**Task goal:** All that is needed is the listing, given back exactly.

**Data excerpts:**
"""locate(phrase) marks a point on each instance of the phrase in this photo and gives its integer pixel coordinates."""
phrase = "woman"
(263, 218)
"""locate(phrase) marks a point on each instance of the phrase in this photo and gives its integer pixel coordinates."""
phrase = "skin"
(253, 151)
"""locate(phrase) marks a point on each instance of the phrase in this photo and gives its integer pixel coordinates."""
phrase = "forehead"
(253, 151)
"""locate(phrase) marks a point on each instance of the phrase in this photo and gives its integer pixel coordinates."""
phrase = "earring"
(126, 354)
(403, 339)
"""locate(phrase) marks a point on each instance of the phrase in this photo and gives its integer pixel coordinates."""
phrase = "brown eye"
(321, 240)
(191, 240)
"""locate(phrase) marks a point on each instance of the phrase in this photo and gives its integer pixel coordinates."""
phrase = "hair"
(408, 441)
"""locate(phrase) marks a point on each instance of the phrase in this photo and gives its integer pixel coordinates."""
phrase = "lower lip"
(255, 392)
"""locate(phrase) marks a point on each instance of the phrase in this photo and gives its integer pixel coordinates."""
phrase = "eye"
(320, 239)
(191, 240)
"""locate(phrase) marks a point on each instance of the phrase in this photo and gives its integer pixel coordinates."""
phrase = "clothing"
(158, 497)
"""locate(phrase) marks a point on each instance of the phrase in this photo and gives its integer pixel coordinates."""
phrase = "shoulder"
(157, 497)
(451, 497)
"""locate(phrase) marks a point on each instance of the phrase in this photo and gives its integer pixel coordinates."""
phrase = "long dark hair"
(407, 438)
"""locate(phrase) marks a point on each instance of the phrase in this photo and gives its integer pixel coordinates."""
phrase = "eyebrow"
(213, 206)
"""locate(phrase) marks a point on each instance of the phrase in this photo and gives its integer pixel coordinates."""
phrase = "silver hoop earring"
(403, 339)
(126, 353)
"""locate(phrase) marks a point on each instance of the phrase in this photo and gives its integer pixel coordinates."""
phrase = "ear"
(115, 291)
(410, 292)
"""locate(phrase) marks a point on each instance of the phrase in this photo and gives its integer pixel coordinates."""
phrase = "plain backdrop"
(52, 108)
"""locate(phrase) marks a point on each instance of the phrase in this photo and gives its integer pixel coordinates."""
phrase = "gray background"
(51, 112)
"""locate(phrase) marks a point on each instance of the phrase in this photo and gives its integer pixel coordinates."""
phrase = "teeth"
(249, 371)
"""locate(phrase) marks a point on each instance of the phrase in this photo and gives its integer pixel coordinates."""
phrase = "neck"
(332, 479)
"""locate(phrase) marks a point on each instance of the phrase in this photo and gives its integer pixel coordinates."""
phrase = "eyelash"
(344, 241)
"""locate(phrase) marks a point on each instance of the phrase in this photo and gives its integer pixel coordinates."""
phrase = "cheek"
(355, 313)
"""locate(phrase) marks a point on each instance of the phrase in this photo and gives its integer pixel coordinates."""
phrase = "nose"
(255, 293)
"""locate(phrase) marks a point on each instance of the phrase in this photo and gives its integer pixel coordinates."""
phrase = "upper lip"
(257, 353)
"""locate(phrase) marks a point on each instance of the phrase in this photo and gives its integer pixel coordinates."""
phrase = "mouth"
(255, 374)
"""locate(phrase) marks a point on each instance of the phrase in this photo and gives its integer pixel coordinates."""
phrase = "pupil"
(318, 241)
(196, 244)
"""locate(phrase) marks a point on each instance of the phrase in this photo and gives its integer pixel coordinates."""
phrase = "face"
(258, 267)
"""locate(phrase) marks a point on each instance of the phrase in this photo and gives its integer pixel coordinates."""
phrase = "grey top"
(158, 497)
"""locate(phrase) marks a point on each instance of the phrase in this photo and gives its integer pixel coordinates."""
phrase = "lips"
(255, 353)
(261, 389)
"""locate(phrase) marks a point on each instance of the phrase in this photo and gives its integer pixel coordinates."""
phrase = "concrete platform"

**Written reply:**
"""locate(phrase) marks a point on each instance of the phrase in this photo and gives its integer pixel coordinates."""
phrase = "woman"
(263, 218)
"""locate(phrase) marks a point on each instance of the phrase in this photo and gives its integer pixel coordinates."""
phrase = "skin"
(253, 151)
"""locate(phrase) marks a point on each instance of the phrase in this photo and gives its integer pixel coordinates."""
phrase = "forehead"
(253, 151)
"""locate(phrase) marks a point on each instance of the phrase in this photo and gives its integer pixel coordinates."""
phrase = "earring"
(126, 354)
(403, 339)
"""locate(phrase) marks a point on each instance of the phrase in this photo and gives its integer pixel coordinates."""
phrase = "brown eye"
(321, 240)
(191, 240)
"""locate(phrase) marks a point on each instance of the phrase in this photo and gives its integer pixel coordinates."""
phrase = "hair"
(408, 441)
"""locate(phrase) marks a point on each instance of the phrase in this photo and gives its integer pixel coordinates."""
phrase = "lower lip"
(255, 392)
"""locate(phrase) marks a point on each instance of the phrase in this photo and gives its integer pixel coordinates."""
phrase = "eye"
(320, 239)
(191, 240)
"""locate(phrase) marks a point on each instance of the phrase in this photo and gives its integer pixel coordinates."""
phrase = "clothing"
(158, 497)
"""locate(phrase) marks a point on each instance of the phrase in this photo and gives its integer pixel coordinates."""
phrase = "shoulder"
(157, 497)
(451, 497)
"""locate(phrase) marks a point on each instance of the phrase in this photo and gives its integer pixel coordinates."""
phrase = "long dark hair"
(407, 438)
"""locate(phrase) marks a point on each instance of the phrase in this photo and gives its integer pixel coordinates."""
phrase = "eyebrow"
(213, 206)
"""locate(phrase) marks a point on each instance of the phrase in this photo and gives its integer pixel coordinates."""
phrase = "silver hoop earring"
(403, 339)
(126, 353)
"""locate(phrase) marks a point on each instance of the phrase in this photo and gives its integer pixel coordinates."""
phrase = "ear"
(115, 291)
(410, 292)
"""locate(phrase) marks a point on each instance of the phrase in this photo and gives its integer pixel coordinates."""
phrase = "plain backdrop"
(52, 108)
"""locate(phrase) marks a point on each instance of the phrase in this photo and gives its integer pixel coordinates."""
phrase = "gray background"
(51, 112)
"""locate(phrase) marks a point on each instance of the phrase in this photo and gives its integer pixel coordinates."""
phrase = "teeth"
(249, 371)
"""locate(phrase) marks a point on each instance of the phrase in this photo and gives its integer pixel coordinates."""
phrase = "neck"
(332, 479)
"""locate(phrase) marks a point on each instance of the phrase in this photo and gives its integer pixel coordinates."""
phrase = "eyelash"
(344, 241)
"""locate(phrase) marks a point on each instance of the phrase in this photo and gives its integer pixel coordinates."""
phrase = "cheek"
(355, 313)
"""locate(phrase) marks a point on each instance of the phrase in this photo and gives its integer pixel coordinates."""
phrase = "nose"
(255, 293)
"""locate(phrase) marks a point on each instance of the phrase in this photo and gives its integer pixel coordinates."""
phrase = "upper lip"
(257, 353)
"""locate(phrase) marks a point on each instance of the phrase in this photo and gives its integer pixel coordinates."""
phrase = "mouth"
(255, 374)
"""locate(phrase) marks a point on each instance of the phrase in this photo and gives its integer pixel coordinates."""
phrase = "pupil"
(318, 241)
(196, 244)
"""locate(phrase) marks a point on each instance of the phrase in this photo and gives its integer pixel coordinates."""
phrase = "face"
(258, 267)
"""locate(phrase) marks a point on each instance of the phrase in this photo and gives its integer pixel coordinates."""
phrase = "grey top"
(158, 497)
"""locate(phrase) marks a point on each instance of the phrase in this photo and gives its integer pixel coordinates."""
phrase = "lips"
(255, 353)
(261, 389)
"""locate(phrase) marks a point on each instance of the phrase in this photo and gives its integer pixel coordinates."""
phrase = "concrete platform"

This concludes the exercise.